• Consigne écrite A
Recopiez en entier le texte sur Diderot et la connaissance des choses, sans y changer un seul mot.

• Texte source
_____

En mettant l'accent sur la connaissance des choses, Diderot voulait dire que les objets existant en dehors de l'esprit participent de la réalité objective. La sagesse réside donc dans la tentative de relier l'intelligence humaine à la réalité objective. C'est là, bien sûr, la réponse typique de la science moderne au problème de la réalité, au problème de l'être, et à celui de la connaissance : les objets extérieurs sont réels et l'intelligence humaine peut connaître la réalité, ou du moins son ombre, en les étudiant. On peut faire bien d'autres réponses à ces vieux problèmes philosophiques - on peut dire que le monde extérieur n'a point de réalité et n'est qu'illusion, ou qu'il a une réalité, mais que l'esprit humain ne peut le connaître, ou encore que l'esprit humain ne peut connaître la réalité qu'en termes d'esprit humain sans rapporter les processus mentaux aux objets extérieurs. Comme le disait Diderot : « Mais par malheur il est plus facile et plus court de se consulter soi que la nature. Aussi la raison est-elle portée à demeurer en elle-même ». Diderot estimait essentiel de relier la compréhension à la réalité extérieure, et il l'a fait remarquer dans l'Interprétation de la nature : « Tant que les choses ne sont que dans notre entendement, ce sont nos opinions ; ce sont des notions, qui peuvent être vraies ou fausses, accordées ou contredites. Elles ne prennent de la consistance qu'en se liant aux êtres extérieurs. Cette liaison se fait ou par une chaîne ininterrompue d'expériences, ou par une chaîne ininterrompue de raisonnements, qui tient d'un bout à l'observation, et de l'autre à l'expérience ; ou par une chaîne d'expériences dispersées d'espace en espace, entre des raisonnements, comme des poids sur la longueur d'un fil suspendu par ses deux extrémités. Sans ces poids, le fil deviendrait le jouet de la moindre agitation qui se ferait dans l'air».

_____

• Enregistrements conservés
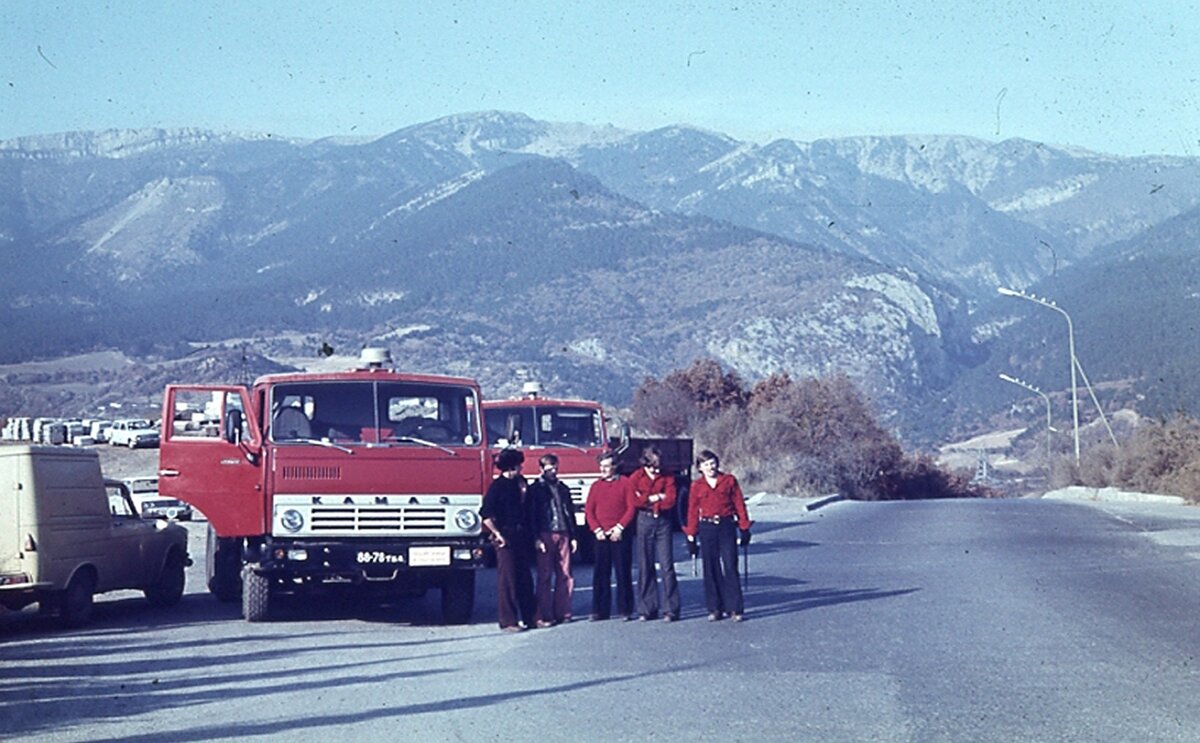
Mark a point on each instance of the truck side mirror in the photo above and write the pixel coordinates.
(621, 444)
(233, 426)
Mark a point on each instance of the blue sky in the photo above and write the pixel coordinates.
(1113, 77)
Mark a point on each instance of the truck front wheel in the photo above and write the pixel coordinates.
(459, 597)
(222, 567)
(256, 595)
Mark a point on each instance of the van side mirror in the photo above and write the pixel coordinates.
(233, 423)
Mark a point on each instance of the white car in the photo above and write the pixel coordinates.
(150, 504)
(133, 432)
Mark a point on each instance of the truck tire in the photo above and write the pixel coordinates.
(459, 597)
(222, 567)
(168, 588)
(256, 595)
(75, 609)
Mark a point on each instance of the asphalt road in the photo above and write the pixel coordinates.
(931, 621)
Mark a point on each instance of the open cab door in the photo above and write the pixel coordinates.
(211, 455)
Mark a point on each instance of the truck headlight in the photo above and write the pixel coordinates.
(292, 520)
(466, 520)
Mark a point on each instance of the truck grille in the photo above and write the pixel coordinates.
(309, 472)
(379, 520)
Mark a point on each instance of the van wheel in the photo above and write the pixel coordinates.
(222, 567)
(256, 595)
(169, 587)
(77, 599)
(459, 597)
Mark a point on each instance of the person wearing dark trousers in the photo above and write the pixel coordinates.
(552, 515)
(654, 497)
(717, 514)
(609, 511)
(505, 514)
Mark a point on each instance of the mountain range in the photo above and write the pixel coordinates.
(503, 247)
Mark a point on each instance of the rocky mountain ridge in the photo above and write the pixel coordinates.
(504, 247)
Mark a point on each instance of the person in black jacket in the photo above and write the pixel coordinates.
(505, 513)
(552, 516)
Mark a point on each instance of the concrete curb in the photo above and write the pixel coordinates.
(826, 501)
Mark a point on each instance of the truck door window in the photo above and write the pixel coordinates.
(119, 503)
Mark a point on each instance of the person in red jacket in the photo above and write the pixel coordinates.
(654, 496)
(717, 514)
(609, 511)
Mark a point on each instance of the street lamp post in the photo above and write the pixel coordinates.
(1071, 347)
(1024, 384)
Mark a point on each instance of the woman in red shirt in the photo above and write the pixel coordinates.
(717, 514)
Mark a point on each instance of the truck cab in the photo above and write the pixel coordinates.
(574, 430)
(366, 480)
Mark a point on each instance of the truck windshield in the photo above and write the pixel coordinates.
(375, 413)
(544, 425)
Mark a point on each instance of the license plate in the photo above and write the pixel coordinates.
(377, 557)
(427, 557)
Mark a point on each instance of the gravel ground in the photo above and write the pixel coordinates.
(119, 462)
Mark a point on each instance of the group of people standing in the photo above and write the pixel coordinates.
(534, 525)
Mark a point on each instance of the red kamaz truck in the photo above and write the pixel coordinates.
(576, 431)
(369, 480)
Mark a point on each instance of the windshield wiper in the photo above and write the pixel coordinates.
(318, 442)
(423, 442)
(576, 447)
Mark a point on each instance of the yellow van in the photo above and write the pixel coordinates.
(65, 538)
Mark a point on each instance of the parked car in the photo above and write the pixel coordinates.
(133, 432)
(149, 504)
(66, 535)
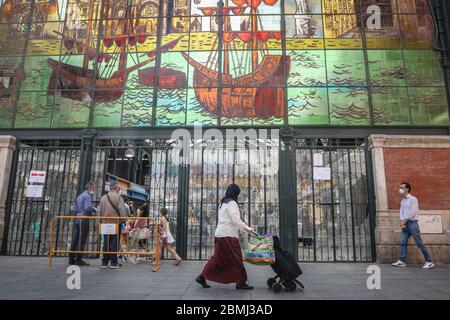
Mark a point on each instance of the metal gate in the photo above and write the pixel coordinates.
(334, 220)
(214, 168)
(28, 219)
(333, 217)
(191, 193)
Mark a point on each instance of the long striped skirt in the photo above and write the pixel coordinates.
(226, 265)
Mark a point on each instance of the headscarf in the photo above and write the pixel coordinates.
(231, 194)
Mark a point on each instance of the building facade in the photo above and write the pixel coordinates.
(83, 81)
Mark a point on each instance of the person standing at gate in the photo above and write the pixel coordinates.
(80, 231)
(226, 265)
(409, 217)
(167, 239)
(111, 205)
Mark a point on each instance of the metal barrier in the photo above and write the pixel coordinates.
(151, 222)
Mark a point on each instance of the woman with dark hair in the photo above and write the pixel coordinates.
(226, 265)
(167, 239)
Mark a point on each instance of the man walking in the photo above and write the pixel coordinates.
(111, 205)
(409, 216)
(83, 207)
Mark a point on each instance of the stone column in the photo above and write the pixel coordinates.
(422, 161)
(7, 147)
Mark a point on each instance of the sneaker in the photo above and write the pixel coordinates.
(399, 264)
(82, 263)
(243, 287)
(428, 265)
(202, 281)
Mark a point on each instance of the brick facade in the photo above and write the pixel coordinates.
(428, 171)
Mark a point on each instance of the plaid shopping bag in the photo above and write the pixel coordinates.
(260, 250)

_____

• Consigne écrite B
Donnez telles quelles les lignes des enregistrements qui vont de celle contenant "Mark a point on each instance of the stone" jusqu'à la dernière ligne des enregistrements, les deux bouts compris, et rien d'autre.

• Corrigé de l'exercice A
En mettant l'accent sur la connaissance des choses, Diderot voulait dire que les objets existant en dehors de l'esprit participent de la réalité objective. La sagesse réside donc dans la tentative de relier l'intelligence humaine à la réalité objective. C'est là, bien sûr, la réponse typique de la science moderne au problème de la réalité, au problème de l'être, et à celui de la connaissance : les objets extérieurs sont réels et l'intelligence humaine peut connaître la réalité, ou du moins son ombre, en les étudiant. On peut faire bien d'autres réponses à ces vieux problèmes philosophiques - on peut dire que le monde extérieur n'a point de réalité et n'est qu'illusion, ou qu'il a une réalité, mais que l'esprit humain ne peut le connaître, ou encore que l'esprit humain ne peut connaître la réalité qu'en termes d'esprit humain sans rapporter les processus mentaux aux objets extérieurs. Comme le disait Diderot : « Mais par malheur il est plus facile et plus court de se consulter soi que la nature. Aussi la raison est-elle portée à demeurer en elle-même ». Diderot estimait essentiel de relier la compréhension à la réalité extérieure, et il l'a fait remarquer dans l'Interprétation de la nature : « Tant que les choses ne sont que dans notre entendement, ce sont nos opinions ; ce sont des notions, qui peuvent être vraies ou fausses, accordées ou contredites. Elles ne prennent de la consistance qu'en se liant aux êtres extérieurs. Cette liaison se fait ou par une chaîne ininterrompue d'expériences, ou par une chaîne ininterrompue de raisonnements, qui tient d'un bout à l'observation, et de l'autre à l'expérience ; ou par une chaîne d'expériences dispersées d'espace en espace, entre des raisonnements, comme des poids sur la longueur d'un fil suspendu par ses deux extrémités. Sans ces poids, le fil deviendrait le jouet de la moindre agitation qui se ferait dans l'air».

• Corrigé de l'exercice B
Mark a point on each instance of the stone column in the photo above and write the pixel coordinates.
(422, 161)
(7, 147)
Mark a point on each instance of the sneaker in the photo above and write the pixel coordinates.
(399, 264)
(82, 263)
(243, 287)
(428, 265)
(202, 281)
Mark a point on each instance of the brick facade in the photo above and write the pixel coordinates.
(428, 171)
Mark a point on each instance of the plaid shopping bag in the photo above and write the pixel coordinates.
(260, 250)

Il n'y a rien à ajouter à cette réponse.